start Records supplied

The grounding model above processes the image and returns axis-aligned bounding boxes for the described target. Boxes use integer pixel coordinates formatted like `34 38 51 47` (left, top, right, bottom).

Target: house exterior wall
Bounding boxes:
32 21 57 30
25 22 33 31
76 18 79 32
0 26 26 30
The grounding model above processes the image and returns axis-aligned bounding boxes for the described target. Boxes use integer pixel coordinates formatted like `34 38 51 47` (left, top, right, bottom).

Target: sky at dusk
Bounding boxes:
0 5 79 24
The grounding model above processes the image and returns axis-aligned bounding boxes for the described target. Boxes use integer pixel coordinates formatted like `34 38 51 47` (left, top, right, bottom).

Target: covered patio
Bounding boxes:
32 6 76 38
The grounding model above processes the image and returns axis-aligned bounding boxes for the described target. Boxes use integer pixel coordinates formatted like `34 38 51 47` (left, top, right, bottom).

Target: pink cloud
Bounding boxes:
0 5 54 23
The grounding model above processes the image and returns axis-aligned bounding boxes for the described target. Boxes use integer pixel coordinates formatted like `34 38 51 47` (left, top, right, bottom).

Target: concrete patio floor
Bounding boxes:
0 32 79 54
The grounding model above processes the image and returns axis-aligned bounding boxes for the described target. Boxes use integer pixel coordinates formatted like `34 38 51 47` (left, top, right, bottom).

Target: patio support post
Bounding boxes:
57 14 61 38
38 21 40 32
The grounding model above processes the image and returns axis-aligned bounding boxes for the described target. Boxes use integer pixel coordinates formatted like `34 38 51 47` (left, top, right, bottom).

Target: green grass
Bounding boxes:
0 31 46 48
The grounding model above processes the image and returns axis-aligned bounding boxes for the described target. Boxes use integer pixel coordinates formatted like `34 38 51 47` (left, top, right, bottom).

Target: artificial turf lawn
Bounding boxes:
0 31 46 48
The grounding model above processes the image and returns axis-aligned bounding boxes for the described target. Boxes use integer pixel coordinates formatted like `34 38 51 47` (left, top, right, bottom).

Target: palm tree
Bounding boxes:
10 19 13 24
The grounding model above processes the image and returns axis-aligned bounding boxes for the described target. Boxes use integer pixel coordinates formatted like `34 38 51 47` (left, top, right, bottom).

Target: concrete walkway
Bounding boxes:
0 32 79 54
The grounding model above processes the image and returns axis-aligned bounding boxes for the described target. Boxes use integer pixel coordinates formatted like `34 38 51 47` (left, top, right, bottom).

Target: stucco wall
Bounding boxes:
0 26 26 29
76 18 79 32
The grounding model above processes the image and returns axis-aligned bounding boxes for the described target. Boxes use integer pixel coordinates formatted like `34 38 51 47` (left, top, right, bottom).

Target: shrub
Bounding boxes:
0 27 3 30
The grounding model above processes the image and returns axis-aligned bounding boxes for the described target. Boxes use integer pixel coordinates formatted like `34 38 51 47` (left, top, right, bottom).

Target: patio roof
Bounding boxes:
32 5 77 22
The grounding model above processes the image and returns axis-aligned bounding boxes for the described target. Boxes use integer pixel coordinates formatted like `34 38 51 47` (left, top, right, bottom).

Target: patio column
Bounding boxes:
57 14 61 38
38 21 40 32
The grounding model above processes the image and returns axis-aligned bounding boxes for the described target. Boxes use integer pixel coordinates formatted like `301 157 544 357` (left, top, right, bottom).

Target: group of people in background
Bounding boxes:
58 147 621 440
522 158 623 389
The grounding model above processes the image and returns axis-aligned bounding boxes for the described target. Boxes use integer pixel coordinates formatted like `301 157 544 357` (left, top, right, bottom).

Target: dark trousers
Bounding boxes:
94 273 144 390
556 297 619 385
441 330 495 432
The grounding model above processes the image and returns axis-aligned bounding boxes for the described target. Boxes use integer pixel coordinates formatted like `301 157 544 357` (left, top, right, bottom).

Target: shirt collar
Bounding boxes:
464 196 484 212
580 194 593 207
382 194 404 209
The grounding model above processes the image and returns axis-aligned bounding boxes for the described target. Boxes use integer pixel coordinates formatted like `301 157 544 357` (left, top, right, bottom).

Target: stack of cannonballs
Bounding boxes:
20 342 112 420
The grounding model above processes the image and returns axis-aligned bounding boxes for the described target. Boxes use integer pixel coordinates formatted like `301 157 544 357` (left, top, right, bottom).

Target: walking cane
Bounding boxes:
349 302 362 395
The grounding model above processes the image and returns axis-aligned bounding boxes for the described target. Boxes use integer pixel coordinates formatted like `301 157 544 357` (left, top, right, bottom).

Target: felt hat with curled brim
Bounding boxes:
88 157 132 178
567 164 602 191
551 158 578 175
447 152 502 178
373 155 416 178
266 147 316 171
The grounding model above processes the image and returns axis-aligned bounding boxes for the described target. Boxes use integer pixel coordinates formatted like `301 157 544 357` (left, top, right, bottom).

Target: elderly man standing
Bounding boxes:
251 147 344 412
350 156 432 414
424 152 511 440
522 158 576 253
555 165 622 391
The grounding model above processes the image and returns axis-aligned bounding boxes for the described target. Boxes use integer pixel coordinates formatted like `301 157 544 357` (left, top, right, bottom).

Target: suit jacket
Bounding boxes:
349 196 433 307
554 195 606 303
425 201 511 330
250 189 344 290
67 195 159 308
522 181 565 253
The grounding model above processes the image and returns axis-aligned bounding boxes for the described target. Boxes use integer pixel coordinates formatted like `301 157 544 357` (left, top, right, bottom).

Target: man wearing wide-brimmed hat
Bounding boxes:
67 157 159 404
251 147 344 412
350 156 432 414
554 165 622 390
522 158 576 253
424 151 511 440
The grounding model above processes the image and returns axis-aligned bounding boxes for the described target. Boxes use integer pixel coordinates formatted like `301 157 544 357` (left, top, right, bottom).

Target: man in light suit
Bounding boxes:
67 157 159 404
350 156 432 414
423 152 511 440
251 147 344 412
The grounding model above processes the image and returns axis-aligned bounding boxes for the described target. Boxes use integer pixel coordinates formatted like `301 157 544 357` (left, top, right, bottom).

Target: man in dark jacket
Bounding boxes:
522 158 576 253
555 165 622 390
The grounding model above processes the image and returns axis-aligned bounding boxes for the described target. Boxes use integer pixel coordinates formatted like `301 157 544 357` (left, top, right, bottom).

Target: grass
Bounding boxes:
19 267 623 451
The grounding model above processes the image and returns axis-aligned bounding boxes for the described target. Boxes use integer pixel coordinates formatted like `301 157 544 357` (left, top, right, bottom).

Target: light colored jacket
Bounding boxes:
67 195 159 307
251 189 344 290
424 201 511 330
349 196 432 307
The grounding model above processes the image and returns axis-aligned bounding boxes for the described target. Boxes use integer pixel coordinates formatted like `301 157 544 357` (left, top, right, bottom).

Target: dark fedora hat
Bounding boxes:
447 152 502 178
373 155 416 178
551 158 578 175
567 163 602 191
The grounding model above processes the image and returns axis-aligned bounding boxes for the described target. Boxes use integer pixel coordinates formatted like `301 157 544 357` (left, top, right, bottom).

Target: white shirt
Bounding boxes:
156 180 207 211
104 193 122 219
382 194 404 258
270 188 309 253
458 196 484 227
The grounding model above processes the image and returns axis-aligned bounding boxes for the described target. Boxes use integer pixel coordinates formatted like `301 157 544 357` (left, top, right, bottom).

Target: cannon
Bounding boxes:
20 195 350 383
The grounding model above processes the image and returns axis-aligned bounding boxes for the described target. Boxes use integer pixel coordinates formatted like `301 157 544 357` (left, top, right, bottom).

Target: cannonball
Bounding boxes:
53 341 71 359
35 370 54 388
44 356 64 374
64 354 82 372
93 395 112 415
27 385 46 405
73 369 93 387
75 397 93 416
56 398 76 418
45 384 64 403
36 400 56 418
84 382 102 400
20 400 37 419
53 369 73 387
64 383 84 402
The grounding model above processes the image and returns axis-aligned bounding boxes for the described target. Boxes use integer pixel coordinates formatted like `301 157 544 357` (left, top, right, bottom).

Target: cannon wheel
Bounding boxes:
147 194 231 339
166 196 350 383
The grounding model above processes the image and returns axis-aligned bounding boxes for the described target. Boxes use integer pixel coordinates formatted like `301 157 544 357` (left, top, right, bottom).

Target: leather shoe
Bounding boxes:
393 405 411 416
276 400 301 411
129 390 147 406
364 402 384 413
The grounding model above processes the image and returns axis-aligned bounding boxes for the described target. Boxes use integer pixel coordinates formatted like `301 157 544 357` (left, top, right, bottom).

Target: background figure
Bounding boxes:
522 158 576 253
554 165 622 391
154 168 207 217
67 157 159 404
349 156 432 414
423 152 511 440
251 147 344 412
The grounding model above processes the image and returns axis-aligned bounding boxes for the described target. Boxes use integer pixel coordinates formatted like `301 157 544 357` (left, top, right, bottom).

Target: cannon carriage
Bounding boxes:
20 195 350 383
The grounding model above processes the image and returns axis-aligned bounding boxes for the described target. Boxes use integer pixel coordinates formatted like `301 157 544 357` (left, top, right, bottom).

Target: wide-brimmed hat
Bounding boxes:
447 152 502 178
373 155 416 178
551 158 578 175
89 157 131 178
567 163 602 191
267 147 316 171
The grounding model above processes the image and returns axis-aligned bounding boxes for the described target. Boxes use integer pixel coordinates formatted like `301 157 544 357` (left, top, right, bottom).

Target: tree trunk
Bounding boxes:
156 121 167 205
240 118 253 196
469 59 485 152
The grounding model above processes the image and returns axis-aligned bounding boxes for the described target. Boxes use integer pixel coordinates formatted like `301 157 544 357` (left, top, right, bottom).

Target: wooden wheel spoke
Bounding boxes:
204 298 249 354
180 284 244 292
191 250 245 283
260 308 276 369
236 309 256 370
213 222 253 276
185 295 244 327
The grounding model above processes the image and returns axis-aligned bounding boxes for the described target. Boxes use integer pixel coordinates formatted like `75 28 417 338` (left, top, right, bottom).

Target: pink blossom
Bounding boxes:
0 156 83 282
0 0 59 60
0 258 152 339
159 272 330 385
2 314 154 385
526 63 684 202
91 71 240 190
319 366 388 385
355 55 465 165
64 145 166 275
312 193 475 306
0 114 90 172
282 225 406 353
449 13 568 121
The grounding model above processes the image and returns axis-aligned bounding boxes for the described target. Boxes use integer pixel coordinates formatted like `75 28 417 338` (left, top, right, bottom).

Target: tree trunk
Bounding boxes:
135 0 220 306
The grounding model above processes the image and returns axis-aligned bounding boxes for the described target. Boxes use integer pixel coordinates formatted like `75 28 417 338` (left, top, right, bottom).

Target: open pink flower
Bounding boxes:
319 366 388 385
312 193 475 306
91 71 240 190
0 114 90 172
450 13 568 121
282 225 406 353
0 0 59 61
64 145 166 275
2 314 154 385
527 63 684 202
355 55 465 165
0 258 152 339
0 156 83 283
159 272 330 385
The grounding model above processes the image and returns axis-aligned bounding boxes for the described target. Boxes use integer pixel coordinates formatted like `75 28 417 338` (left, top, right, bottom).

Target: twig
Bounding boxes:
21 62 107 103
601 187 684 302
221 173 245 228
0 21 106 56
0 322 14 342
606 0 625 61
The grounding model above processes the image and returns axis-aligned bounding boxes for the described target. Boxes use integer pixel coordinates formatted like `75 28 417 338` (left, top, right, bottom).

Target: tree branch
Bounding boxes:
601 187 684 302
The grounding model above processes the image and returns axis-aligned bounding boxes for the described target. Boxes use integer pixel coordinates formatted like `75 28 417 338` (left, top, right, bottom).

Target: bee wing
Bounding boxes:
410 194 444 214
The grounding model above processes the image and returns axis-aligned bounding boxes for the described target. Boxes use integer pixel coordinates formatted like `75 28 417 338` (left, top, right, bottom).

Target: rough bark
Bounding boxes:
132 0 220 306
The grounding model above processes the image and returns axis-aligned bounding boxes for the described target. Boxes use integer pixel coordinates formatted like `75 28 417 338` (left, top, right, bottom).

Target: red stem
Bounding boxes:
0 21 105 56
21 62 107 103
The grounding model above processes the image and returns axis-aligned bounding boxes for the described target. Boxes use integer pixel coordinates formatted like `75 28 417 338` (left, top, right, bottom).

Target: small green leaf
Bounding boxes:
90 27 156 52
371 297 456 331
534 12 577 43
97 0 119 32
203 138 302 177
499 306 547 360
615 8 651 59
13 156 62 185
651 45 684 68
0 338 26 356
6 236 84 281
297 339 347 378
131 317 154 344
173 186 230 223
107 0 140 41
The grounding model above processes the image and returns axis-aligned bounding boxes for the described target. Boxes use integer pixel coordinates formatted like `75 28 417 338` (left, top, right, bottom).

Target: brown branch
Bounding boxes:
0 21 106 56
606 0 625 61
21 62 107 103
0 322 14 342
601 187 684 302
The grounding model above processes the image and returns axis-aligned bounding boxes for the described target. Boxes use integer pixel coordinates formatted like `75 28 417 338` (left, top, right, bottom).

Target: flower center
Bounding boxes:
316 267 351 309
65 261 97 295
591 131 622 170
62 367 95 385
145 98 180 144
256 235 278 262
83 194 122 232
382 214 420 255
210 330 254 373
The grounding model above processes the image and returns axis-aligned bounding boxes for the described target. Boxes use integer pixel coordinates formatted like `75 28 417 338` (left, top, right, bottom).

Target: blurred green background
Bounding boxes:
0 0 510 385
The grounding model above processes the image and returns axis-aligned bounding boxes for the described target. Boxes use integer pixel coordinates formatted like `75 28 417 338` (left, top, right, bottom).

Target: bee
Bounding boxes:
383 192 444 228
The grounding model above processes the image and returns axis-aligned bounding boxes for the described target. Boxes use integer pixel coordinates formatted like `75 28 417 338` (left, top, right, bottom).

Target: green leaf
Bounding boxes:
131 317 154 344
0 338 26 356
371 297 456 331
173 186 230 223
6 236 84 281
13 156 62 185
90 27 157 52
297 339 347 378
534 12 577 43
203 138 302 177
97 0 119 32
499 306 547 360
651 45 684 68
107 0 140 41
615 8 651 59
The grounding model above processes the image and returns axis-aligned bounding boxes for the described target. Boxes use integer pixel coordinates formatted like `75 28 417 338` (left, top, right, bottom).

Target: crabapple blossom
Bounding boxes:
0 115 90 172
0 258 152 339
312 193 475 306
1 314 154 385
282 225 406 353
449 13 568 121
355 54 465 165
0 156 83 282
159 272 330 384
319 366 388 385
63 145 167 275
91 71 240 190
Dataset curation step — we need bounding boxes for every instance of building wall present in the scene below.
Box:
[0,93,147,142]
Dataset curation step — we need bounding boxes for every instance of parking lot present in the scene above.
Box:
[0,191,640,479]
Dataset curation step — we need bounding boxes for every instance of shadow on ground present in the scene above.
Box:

end Records supplied

Exercise instructions = Show every line of the records that contains the string "scene", copying each one in full.

Exercise result =
Dataset curation step — we need bounding boxes for every instance of building wall present in the scene below.
Dataset curation step — we need bounding boxes for every instance of parking lot present in the scene above.
Dataset curation step — we need bounding boxes for every instance of shadow on ground present in the scene above.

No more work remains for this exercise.